::: RECORDS TO USE
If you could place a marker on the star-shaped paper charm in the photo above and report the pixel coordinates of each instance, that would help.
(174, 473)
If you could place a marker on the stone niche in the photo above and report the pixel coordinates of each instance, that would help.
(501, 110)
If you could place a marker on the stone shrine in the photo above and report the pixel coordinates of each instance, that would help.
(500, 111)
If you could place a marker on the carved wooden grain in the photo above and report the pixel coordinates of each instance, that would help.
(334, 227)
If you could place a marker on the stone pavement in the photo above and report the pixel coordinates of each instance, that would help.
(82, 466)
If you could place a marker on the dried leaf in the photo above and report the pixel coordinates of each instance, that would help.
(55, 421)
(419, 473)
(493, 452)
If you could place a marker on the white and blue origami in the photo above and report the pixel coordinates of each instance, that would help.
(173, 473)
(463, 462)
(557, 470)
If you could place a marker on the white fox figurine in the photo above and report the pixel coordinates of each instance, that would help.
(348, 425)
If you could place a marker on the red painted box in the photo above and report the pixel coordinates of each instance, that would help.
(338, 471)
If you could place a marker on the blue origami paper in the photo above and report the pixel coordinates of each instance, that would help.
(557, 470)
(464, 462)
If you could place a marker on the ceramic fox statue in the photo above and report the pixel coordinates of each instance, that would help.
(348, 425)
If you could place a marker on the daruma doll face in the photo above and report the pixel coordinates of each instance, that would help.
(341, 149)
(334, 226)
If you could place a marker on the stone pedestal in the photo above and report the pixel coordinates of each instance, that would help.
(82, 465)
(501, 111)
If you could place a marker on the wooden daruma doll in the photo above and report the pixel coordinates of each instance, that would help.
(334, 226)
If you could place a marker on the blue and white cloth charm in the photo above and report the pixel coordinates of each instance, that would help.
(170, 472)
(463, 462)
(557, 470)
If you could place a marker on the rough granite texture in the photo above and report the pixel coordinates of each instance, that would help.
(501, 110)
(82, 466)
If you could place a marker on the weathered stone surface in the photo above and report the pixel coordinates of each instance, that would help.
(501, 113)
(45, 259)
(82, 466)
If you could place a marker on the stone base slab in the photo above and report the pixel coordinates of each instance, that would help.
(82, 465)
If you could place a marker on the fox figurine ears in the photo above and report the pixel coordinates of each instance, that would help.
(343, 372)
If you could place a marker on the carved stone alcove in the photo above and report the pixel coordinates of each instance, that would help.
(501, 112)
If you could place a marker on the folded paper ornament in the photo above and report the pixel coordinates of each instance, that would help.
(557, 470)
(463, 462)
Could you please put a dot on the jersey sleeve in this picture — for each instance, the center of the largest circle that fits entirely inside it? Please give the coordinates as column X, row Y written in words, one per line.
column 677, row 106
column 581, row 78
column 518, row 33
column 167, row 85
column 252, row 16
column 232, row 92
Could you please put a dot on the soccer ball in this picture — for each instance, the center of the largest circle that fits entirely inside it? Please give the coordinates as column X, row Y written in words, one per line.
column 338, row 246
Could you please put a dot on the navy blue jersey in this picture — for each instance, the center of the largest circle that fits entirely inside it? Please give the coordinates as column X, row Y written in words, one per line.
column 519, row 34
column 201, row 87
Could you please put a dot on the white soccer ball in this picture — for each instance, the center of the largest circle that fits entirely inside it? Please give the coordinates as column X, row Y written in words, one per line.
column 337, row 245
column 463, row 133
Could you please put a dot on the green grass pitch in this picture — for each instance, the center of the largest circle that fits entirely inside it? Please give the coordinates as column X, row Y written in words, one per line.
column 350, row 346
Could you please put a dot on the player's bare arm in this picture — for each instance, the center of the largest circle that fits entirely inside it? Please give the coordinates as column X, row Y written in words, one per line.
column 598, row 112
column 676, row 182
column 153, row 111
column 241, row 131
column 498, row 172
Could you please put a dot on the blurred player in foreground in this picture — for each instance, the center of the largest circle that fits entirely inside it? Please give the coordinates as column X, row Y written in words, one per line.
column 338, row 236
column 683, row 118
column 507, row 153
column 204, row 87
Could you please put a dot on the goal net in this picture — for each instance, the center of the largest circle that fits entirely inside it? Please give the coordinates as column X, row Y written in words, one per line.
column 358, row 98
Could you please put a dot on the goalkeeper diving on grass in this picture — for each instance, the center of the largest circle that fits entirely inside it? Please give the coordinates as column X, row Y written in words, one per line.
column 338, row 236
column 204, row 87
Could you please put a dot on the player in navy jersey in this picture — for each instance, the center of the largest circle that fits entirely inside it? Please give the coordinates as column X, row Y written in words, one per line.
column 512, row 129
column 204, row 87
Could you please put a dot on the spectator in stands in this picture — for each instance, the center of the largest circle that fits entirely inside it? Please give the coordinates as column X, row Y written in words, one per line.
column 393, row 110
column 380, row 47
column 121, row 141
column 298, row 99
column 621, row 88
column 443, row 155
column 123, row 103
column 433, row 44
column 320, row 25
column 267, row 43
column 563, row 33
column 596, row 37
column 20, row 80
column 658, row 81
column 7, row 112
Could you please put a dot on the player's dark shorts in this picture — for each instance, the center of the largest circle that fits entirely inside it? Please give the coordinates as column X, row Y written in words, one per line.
::::::
» THE REQUEST
From the listing, pick out every line that contains the word "charm" and copy each one.

» EXERCISE ANSWER
If you could place a marker on the star-shaped paper charm in the photo above and report the pixel coordinates of each instance, that would help.
If you could place a marker on the blue and white cloth charm in the photo above and report the pixel coordinates of each instance, that would help.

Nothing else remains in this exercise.